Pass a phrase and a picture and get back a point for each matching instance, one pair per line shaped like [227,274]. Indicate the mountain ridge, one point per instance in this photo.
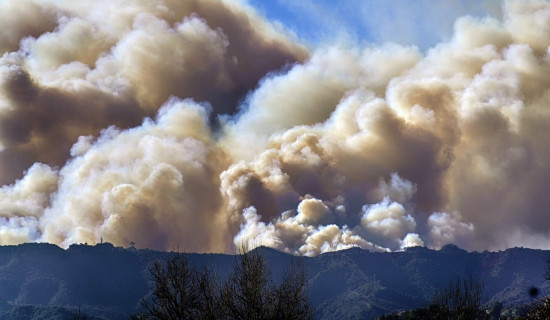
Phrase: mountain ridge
[108,282]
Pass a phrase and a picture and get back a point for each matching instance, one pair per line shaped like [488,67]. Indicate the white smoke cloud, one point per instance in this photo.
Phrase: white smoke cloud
[448,228]
[380,148]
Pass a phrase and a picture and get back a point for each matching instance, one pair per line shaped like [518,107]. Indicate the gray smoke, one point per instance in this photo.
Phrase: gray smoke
[197,125]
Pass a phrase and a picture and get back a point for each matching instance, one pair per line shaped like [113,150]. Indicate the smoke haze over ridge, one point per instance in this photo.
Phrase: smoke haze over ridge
[199,125]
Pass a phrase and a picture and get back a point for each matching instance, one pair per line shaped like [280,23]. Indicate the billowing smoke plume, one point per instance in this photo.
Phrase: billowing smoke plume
[197,125]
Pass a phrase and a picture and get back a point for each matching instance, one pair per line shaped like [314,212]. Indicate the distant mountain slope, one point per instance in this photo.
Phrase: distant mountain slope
[42,281]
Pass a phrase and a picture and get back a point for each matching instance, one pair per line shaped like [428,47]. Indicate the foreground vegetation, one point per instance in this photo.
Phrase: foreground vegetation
[182,291]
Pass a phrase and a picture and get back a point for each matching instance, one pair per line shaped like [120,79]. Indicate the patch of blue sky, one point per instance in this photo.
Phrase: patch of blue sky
[422,23]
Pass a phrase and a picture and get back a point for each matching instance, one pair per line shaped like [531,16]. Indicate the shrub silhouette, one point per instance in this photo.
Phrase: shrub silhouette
[181,291]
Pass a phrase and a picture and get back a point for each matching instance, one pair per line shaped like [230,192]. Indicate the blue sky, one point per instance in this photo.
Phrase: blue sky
[422,23]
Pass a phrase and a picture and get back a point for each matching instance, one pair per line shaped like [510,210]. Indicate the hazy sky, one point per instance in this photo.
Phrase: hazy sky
[199,125]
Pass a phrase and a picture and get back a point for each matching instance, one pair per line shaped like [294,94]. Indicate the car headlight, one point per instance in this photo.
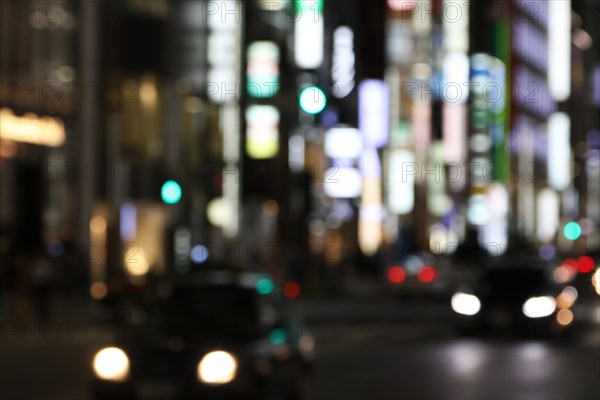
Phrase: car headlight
[111,364]
[538,307]
[466,304]
[217,368]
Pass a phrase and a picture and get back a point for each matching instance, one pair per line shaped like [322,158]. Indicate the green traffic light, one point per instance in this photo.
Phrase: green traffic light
[572,230]
[312,100]
[171,192]
[264,286]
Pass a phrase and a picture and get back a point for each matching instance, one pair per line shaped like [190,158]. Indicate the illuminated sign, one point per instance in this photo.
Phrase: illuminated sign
[342,182]
[559,151]
[548,209]
[342,68]
[373,112]
[401,182]
[262,131]
[30,128]
[262,69]
[308,34]
[559,48]
[223,50]
[343,143]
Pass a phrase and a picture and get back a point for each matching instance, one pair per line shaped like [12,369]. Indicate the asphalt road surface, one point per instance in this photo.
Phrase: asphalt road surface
[368,349]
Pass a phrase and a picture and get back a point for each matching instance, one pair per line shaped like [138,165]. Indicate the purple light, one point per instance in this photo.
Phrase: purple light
[373,112]
[369,164]
[547,251]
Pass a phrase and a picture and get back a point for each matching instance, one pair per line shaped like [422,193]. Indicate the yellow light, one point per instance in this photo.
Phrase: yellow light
[98,225]
[136,262]
[564,317]
[148,92]
[596,281]
[561,274]
[111,364]
[30,128]
[217,368]
[98,290]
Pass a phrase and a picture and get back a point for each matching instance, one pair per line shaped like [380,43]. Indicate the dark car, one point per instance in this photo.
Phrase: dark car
[517,299]
[223,335]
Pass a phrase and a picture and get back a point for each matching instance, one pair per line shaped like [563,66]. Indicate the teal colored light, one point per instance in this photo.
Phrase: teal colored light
[572,230]
[171,192]
[264,286]
[312,100]
[277,336]
[262,88]
[307,6]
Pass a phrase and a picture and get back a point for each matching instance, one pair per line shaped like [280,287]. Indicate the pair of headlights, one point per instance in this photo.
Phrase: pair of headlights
[534,307]
[215,368]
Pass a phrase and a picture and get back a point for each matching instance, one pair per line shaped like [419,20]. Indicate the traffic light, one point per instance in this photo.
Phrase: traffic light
[572,230]
[312,100]
[171,192]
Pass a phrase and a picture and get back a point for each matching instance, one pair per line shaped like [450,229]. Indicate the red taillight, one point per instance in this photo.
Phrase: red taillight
[396,274]
[572,265]
[585,264]
[291,289]
[427,274]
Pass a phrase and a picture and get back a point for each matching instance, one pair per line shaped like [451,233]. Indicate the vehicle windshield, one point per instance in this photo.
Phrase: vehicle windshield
[516,279]
[218,310]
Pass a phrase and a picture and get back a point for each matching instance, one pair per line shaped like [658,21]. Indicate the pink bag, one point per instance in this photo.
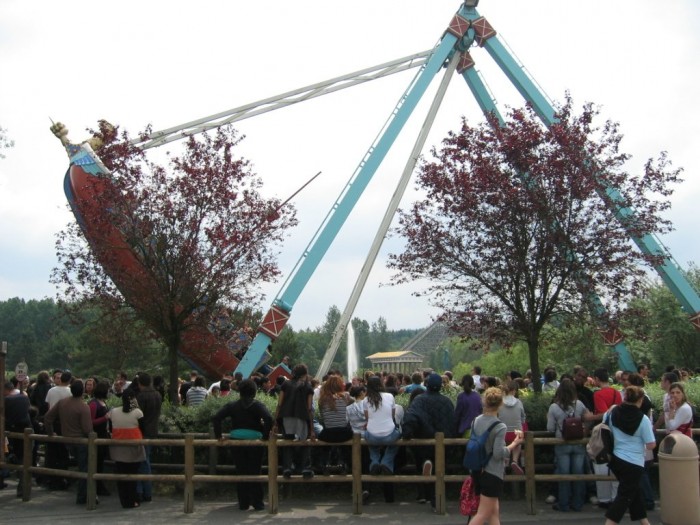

####

### EXERCISE AIM
Every record, from top to bottom, gets written out exactly; no picture goes into the copy.

### ANSWER FOR THE TASK
Pass a phrase and a picture and get back a point for each matching instance, one pair per line shaped like [227,274]. Indicate the mountain ridge, one point per instance in this photo.
Phrase: mountain ridge
[108,282]
Pass a phrase and a picture and get back a point for each matching instance, one pair per line shaped like [488,67]. Indicate the white smoke cloud, one point per instance in this photo.
Phrase: white smoke cloud
[448,228]
[380,148]
Pass a phrase and a picture and get back a point for each matching instance, one pair per line shaped like [518,107]. Indicate the gray smoke, one point per instance in this photo.
Phrase: gray smoke
[197,125]
Pass a phrase and a picture and get back a point for each matching instance, one pair per line shaped like [113,150]. Indicate the smoke haze over ridge, one point per instance in this photo.
Phrase: smoke haze over ridge
[199,125]
Pass a phrase and a picture and get back a point for each matching instance, one pair per line shaped like [280,23]. Indicate the billowing smoke plume, one point per instance in this photo.
Phrase: billowing smoke plume
[197,125]
Pass a phrase and a picture and get back a point for each matching instance, one pair per line shaped like [314,212]. Indicate the distant mountain slope, one point per instance in this photo.
Phrase: distant mountain slope
[42,281]
Pass a phrase and a picture and get back a point for each matching instance, one pair per line shaped like [428,47]. Indicate the foreground vegetation, one point per instance in this photo.
Phrase: foreground vegetation
[182,291]
Pass a phrase and a picture and get back a point for each matching instance, one pair per line shaped like [120,79]. Indicate the patch of blue sky, one point per instance in this photo.
Phrase: patch of blue sky
[422,23]
Pass a phrase and a picture and get back a point for each matching instance, one pair per line shaped like [531,16]. Indicate the shrub silhouette, one point per instance in this photo.
Phrase: shrub silhouette
[181,291]
Pass a phrase and a picture and get back a point for each matching instance, one pair per line shaped like [230,192]. Indicate the blue sky, one point per instance in this photo.
Phrase: blue sky
[422,23]
Pass a phrase and a picture and get back a point for each matching instance, one pair per line shaped like [510,210]. Indicate the hazy sky, one point per instance in this photo.
Phrase: hazy sky
[199,125]
Pass a phrase and a picture and get back a point for each matching instance, one pair per line shaped like [294,94]. Indicate the car headlight, one point per instance in this photo.
Phrase: car headlight
[111,364]
[538,307]
[466,304]
[217,368]
Pass a phrase and a picture and get back a point for each matching instance, one pair per line shaped like [322,158]. Indicate the green traffic light, one point per instance in this photo.
Phrase: green traffic light
[572,230]
[312,100]
[171,192]
[264,286]
Pass a phrase and a picture and get back a point for each matching instance, one pair per line shaped like [190,158]. Indicate the illuminated sign, one point per instance in this photo.
Phrase: illuminated sign
[342,182]
[559,151]
[548,209]
[342,68]
[373,112]
[401,182]
[262,131]
[30,128]
[262,69]
[308,34]
[559,48]
[223,50]
[343,143]
Pass a phrase and a picture and get back a point for each matching instance, one pair per line shaped like [12,369]. Indicate the asphalt road surface, one point per instance in this photo.
Phrase: asphalt road surface
[368,349]
Pass a phrase and a picture and get back a point for each matching instance, one pair per line shaped like [138,165]. Indicate the purple light, one point per instance in this photo.
Phrase: purple light
[373,112]
[369,164]
[547,251]
Pass a phrase and a picture and get back a point for each matching instance, one pair per line shaped like [422,193]. Indicate the yellow light, one point per instance in this photo.
Phrase: yellow light
[98,225]
[136,262]
[564,317]
[148,92]
[596,281]
[561,274]
[111,364]
[30,128]
[217,368]
[98,290]
Pass a phrase and a picture and get back a point for each matching instance, one pair per line shaped like [380,43]. Indicate the dark car, one point per instance in this photo.
Phrase: dark car
[517,299]
[223,335]
Pass a phrase and a picture and get back a point for each matching instance, one pair per line shaped like [563,66]. Indicate the teal colored light, one point per instance in this photo.
Phrase: teal colored light
[572,230]
[171,192]
[264,286]
[312,100]
[277,336]
[262,88]
[307,6]
Pass a phrase and a picture and get back a point for each matching instance, one pair per line shaped like [280,287]. Indicate the pair of headlights, one point per instance in this photo.
Phrase: pair of headlights
[534,307]
[215,368]
Pass a phrase and a picture and get back a point for each matching instance, one pair per line shaped like [419,20]. Indicate the traffic light, one point per instance in this photo.
Phrase: traffic light
[572,230]
[312,100]
[171,192]
Pass a phrase and a picture and get back a point for each matching instance, one pair per line shaped like [450,229]. Indicate the red taillight, one point per instance in this photo.
Phrase: red taillight
[396,274]
[572,265]
[585,264]
[291,289]
[427,274]
Pass a phrase and a picture and get back a point for each matching instance, one pair per line shaped like [451,233]. Indicate the vehicle windshield, one point per instance in this photo.
Phrase: vehicle windshield
[516,279]
[218,310]
Pass a phrase and a picture and get back a point for each matching instance, one pair per line shaped like [658,21]. Indicate the pink bag, one point per instance in this photo.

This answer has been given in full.